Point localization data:
'''
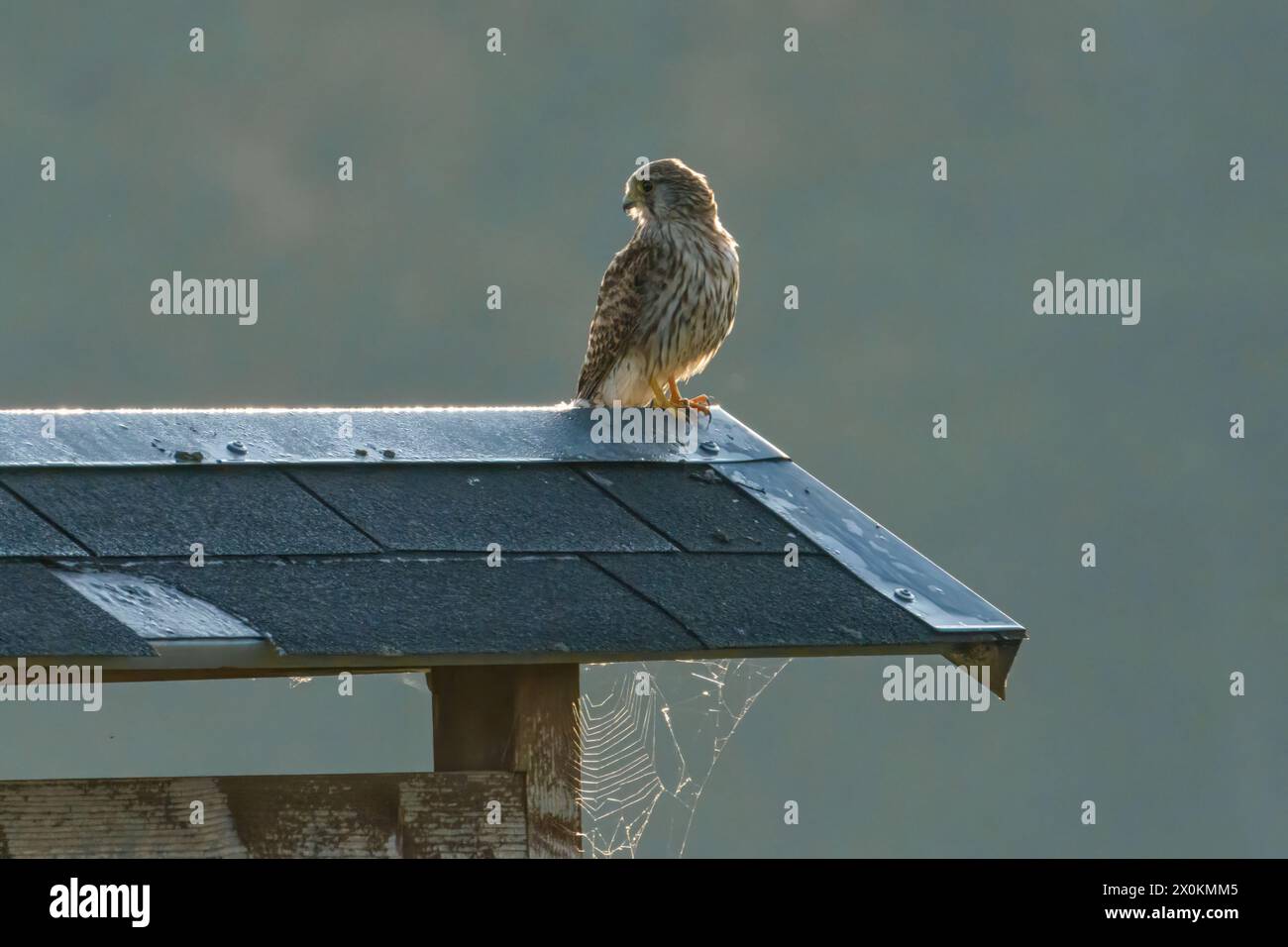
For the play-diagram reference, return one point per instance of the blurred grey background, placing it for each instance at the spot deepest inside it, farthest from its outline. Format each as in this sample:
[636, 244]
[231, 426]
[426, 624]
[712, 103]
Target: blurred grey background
[477, 169]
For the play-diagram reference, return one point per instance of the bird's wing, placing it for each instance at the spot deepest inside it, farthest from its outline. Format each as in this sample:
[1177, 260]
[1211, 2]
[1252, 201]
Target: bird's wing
[617, 315]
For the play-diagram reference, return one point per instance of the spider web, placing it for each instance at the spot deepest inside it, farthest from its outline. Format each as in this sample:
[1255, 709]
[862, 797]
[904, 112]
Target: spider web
[648, 751]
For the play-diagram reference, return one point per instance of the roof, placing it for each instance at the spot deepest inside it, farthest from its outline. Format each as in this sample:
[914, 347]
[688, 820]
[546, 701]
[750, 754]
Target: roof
[359, 538]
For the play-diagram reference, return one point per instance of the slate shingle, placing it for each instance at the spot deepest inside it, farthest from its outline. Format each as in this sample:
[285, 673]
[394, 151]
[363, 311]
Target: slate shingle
[161, 512]
[22, 532]
[40, 615]
[467, 506]
[443, 605]
[732, 600]
[697, 508]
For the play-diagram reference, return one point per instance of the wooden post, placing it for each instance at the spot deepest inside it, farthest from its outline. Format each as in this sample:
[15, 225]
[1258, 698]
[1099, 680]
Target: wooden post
[516, 718]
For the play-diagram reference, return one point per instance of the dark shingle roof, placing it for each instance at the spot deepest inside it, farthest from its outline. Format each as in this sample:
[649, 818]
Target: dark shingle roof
[364, 532]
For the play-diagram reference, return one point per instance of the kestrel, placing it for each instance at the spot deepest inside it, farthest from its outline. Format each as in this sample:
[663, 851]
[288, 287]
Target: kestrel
[668, 299]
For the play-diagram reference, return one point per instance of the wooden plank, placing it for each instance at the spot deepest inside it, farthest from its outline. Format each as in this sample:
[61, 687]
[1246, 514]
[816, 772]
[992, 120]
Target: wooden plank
[516, 718]
[359, 815]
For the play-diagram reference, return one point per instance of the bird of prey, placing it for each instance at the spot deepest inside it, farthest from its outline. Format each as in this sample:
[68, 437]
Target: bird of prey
[668, 299]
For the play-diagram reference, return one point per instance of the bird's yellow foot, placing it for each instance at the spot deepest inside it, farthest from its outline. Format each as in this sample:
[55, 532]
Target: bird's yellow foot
[700, 403]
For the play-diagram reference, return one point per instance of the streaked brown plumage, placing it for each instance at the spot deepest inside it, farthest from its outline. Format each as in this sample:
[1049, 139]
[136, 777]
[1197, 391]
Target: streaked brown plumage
[668, 299]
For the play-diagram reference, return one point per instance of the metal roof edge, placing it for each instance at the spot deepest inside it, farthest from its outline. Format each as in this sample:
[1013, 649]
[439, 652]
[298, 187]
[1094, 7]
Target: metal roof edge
[230, 437]
[868, 551]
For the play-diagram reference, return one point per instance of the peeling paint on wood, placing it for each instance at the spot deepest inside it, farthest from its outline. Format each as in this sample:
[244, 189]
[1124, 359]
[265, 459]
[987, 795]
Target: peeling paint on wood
[362, 815]
[516, 718]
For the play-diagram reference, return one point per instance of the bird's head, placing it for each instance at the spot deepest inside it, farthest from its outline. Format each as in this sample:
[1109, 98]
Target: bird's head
[669, 189]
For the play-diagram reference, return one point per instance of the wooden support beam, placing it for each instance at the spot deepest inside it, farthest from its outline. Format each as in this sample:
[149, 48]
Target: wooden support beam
[516, 718]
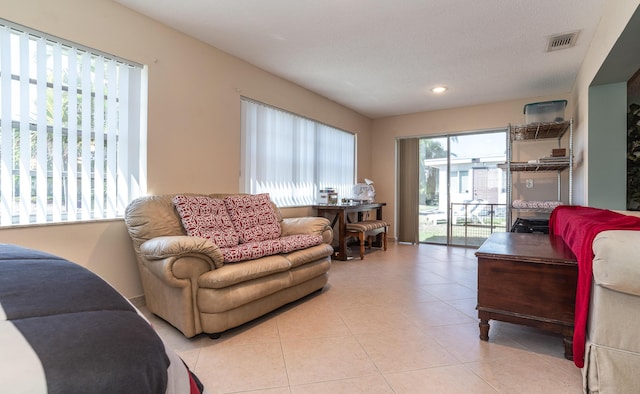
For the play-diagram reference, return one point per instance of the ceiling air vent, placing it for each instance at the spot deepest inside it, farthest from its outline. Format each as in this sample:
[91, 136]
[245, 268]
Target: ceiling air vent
[562, 41]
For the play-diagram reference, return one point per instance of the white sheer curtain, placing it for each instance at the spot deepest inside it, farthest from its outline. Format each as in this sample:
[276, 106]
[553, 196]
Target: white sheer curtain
[72, 126]
[292, 157]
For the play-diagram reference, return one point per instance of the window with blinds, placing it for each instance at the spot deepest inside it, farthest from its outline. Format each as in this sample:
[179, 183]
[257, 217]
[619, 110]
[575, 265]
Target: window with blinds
[71, 130]
[292, 157]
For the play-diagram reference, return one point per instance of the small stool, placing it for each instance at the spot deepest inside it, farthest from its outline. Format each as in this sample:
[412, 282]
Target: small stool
[368, 228]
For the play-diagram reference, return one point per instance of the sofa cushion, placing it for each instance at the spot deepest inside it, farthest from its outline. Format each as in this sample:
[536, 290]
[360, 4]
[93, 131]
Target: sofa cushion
[253, 217]
[299, 241]
[251, 250]
[256, 250]
[206, 217]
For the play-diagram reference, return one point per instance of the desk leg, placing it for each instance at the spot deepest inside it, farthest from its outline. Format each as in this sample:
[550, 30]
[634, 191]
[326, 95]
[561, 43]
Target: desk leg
[378, 242]
[342, 242]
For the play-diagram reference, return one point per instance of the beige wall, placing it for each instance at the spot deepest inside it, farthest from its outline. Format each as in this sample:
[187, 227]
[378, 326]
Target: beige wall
[193, 119]
[451, 121]
[613, 21]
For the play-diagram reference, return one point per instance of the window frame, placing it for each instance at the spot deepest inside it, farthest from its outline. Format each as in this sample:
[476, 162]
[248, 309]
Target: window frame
[299, 196]
[117, 134]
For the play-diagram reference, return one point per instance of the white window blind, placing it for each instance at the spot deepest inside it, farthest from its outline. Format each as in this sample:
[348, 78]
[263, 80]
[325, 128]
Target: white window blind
[292, 157]
[72, 130]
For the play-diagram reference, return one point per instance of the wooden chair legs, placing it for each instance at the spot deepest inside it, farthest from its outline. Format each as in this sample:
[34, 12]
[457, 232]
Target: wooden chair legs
[368, 229]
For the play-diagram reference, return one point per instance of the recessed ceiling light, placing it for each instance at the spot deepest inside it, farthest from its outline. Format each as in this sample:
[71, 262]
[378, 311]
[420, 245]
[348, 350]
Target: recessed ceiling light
[439, 89]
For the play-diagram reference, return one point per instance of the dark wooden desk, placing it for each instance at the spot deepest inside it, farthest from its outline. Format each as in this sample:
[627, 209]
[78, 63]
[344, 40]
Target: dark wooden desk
[528, 279]
[340, 214]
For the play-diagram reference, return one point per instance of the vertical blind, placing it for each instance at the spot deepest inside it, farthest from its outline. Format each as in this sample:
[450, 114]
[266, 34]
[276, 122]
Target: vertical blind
[292, 157]
[71, 130]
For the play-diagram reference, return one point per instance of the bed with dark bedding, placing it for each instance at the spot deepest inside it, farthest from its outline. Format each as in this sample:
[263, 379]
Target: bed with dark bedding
[65, 330]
'''
Exact duplicates of all the entries are required, and no image may appear in them.

For the play-diagram reference, return one point per instance of the blurred grey background, placing it for each instance at the spot deepest inside it, farthest from its outline. Format each as in this sample:
[636, 244]
[231, 426]
[426, 624]
[712, 103]
Target: blurred grey background
[477, 169]
For the play-diagram reference, return one point per instance of the bird's wing, placing it for each instance at the spot deepest inside it, farthest from its outline. Format each as in this sample:
[1177, 260]
[1211, 2]
[1252, 201]
Target: bird's wing
[617, 315]
For the play-diagram reference, return one point per instance of the spider web, placing it for each instance at the spot deepest inside it, farthest from its outline. Format each as in this sample:
[1255, 709]
[862, 797]
[904, 112]
Target: spider web
[648, 751]
For the play-diagram reference, return one point per instance of the roof, placing it for each instance at the spot deepest inside it, farthest from its outline. Format each as in this sample:
[914, 347]
[688, 820]
[546, 701]
[750, 754]
Target: roof
[359, 538]
For the play-diagram reference, return one point per instance of the slate shingle, placing it for each instance at the spot deepest inside it, farthest from its outline. Format each as in this sample:
[285, 673]
[394, 151]
[363, 311]
Target: slate shingle
[161, 512]
[22, 532]
[40, 615]
[467, 506]
[443, 605]
[732, 600]
[697, 508]
For the play-diagram reference, return one point per instance of the wooden post, placing it for each instance at the spot deepest inside it, farthest from its outline. Format each as in this sample:
[15, 225]
[1258, 698]
[1099, 680]
Target: wooden post
[516, 718]
For the play-diagram reference, return one point per instance of the dark shingle roof, placing it for each instance at the spot deepest inside it, farthest from its outline. Format each as in this sample:
[649, 818]
Target: dark shingle roof
[364, 532]
For the play-diagram reference, return one point per instance of the kestrel, placing it for each instance at the spot deepest inside it, farthest from its outline. Format each as in this sample:
[663, 851]
[288, 287]
Target: kestrel
[668, 299]
For the play-diagram reference, return one point per instance of the wooden plank, placing it for each instance at the spot deepest inside it, farthest from its outline. Format each as in this sample:
[61, 687]
[1246, 514]
[816, 772]
[992, 120]
Target: wooden plank
[516, 718]
[359, 815]
For the play-diagram reference, return one point per instance of the bird of prey, placing it for each instance at the spot deepest inside it, farthest from its outline. Format each as in this sample:
[68, 437]
Target: bird of prey
[668, 299]
For the play-diagram reference, return one point per instance of the bird's yellow foot, placing it for each instance at the spot deepest inside it, farthest from its outline. Format each as in this sample:
[55, 532]
Target: bird's yellow foot
[700, 403]
For the play-diagram reference, return one point per instance of the streaked brown plumage, placing it for each instance at the spot deepest inside it, farthest from its outline. Format each as in this sample:
[1049, 139]
[136, 777]
[1197, 391]
Target: streaked brown plumage
[668, 299]
For the play-diagram reference, return one point per instance of the metal roof edge, placing it for each instance at the spot deepest inside it, farthest from its outline. Format each as in this sample:
[1013, 649]
[439, 652]
[298, 187]
[1094, 7]
Target: metal roof edge
[230, 437]
[868, 551]
For the play-diagram reference, return one point per instance of the peeling paint on wood, placing it for each instance at the spot deepest inside it, farthest from its outline. Format each as in this sample:
[244, 189]
[1124, 359]
[265, 459]
[987, 795]
Target: peeling paint on wood
[362, 815]
[516, 718]
For the play-diagram reference, return one point per instance of the bird's head, placing it for each instance at the spot deepest inside it, farthest from its outline. Format each as in this sample:
[1109, 98]
Target: bird's head
[669, 189]
For the play-diagram reference, return one point per instance of the wooden support beam, placing it for each instance at the spot deepest inside it, farthest from its outline. Format each as in this sample:
[149, 48]
Target: wooden support beam
[516, 718]
For the play-diagram reference, return one point per instance of the ceiling air vent, placing it for each instance at the spot deepest inside it, farthest from its outline. Format each as in this sample:
[91, 136]
[245, 268]
Target: ceiling air vent
[562, 41]
For the play-diagram reference, return one point per instance of the white sheer curtain, placing it for each instance at the spot deepest inside it, farthest from its outline. Format each as in this sample:
[276, 106]
[553, 196]
Target: white sheer curtain
[72, 126]
[292, 157]
For the play-diagram reference, return one point per instance of the window with blinds, placing it for each instance at the spot deepest inside it, farthest from its outline. Format each as in this sample:
[179, 183]
[257, 217]
[619, 110]
[575, 265]
Target: window with blinds
[71, 130]
[292, 157]
For the play-diagram reference, return one point per instance of the small stool, placing it for each instance at the spot deepest inside it, farthest from its outline. Format each as in this sample:
[412, 282]
Target: small stool
[368, 228]
For the play-diagram reference, return one point per instance of the sofa cushion, placing it for each instance at the spot deepest inside it, farthest from its outline. Format each as in this sample:
[536, 290]
[360, 4]
[93, 131]
Target: sofa cushion
[253, 217]
[299, 241]
[251, 250]
[256, 250]
[206, 217]
For the play-diagram reference, return one point per instance of the desk leg, placing it for each instance at the spot deepest inside it, farthest from its outline. Format each as in this sample:
[550, 30]
[634, 191]
[326, 95]
[561, 43]
Target: desk leg
[378, 242]
[342, 242]
For the play-diagram reference, return one point per instance of the beige wall, placing it for each instance at the spot deepest inside it, farthest from its outline. Format each as in this sample:
[187, 227]
[378, 326]
Target: beige wall
[193, 119]
[451, 121]
[613, 21]
For the play-diagram reference, return one point per instance of the window frame, placing it for each instance at the spot deepest inside it, farthest from its outline. Format each as in this sample:
[476, 162]
[248, 309]
Target: window frame
[299, 196]
[117, 134]
For the play-diagram reference, return one point per instance of the white window blind, placing it for each instance at the spot deepest inside it, farthest from its outline. Format each as in this sample:
[348, 78]
[263, 80]
[325, 128]
Target: white window blind
[292, 157]
[72, 130]
For the play-diagram reference, return one point per instance of the wooden chair legs, placing it for each instance at the spot deepest inside it, farthest from its outline. Format each as in this sample:
[34, 12]
[457, 232]
Target: wooden chair legs
[368, 229]
For the play-diagram reference, return one point per instance of the recessed ceiling light, placing it for each instance at the spot deepest inside it, farthest from its outline. Format each as in this sample:
[71, 262]
[378, 311]
[420, 245]
[348, 350]
Target: recessed ceiling light
[439, 89]
For the play-diagram reference, return one point per instance of the dark wooden desk, placing it for each instance at the spot deepest inside it, farthest from its outline. Format each as in this sample:
[627, 209]
[78, 63]
[344, 40]
Target: dark wooden desk
[528, 279]
[340, 214]
For the play-diagram reference, return one point per instance of the vertical blind, placing it for each instance at the spot deepest inside it, farthest from its outline. Format each as in this sample:
[450, 114]
[266, 34]
[276, 122]
Target: vertical blind
[292, 157]
[71, 130]
For the play-diagram reference, return one point per instance of the bed with dark bedding, placing it for each instance at the spot deepest inside it, farthest from its outline. Format each as in this sample:
[263, 379]
Target: bed with dark bedding
[65, 330]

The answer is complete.